Assigned task: Every line that contains "like" must be located and copied from the data.

Source records:
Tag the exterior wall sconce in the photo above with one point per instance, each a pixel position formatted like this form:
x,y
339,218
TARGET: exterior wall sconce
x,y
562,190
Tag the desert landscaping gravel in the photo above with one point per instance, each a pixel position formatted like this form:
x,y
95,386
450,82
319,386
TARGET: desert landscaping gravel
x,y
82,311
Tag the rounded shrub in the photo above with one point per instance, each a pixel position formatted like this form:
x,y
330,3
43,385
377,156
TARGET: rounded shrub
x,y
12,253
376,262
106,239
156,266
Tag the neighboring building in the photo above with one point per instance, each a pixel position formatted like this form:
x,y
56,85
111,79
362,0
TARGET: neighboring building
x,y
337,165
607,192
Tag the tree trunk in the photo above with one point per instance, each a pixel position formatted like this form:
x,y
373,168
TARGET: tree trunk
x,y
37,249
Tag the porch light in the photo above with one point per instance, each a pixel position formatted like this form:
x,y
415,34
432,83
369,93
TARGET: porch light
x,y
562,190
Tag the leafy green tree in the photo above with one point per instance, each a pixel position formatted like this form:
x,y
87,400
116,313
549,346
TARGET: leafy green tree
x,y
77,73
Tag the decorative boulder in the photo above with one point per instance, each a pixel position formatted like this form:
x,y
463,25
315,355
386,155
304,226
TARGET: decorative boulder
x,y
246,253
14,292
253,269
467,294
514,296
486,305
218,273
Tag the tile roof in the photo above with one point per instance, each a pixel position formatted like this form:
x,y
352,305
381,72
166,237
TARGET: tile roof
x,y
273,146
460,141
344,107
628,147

Output of the exercise:
Tag the exterior wall sconce in the photo above with one point per instance, each a pixel position formatted like this form:
Tag the desert landscaping gravel in the photo above with one point per instance, each a pixel position formatted like this form:
Tag the rounded shrub in the photo above with one point per instance, each a pixel position formatted like this form:
Tag the neighboring building in the photo above with one point per instance, each a pixel position formatted like this form:
Tag the tree trunk in the photo above with one point per instance, each a pixel position formatted like this form:
Tag the porch light in the photo above with one point per instance, each a pixel position formatted like this form:
Tag the leafy green tree in the photo above with one point per instance, each a pixel position formatted like this form:
Tag the decorative boulder in the photo above with one point per instance, each a pixel position formatted like this form:
Tag the tile roof in the photo above with one point per instance, each a pixel position formatted like this form:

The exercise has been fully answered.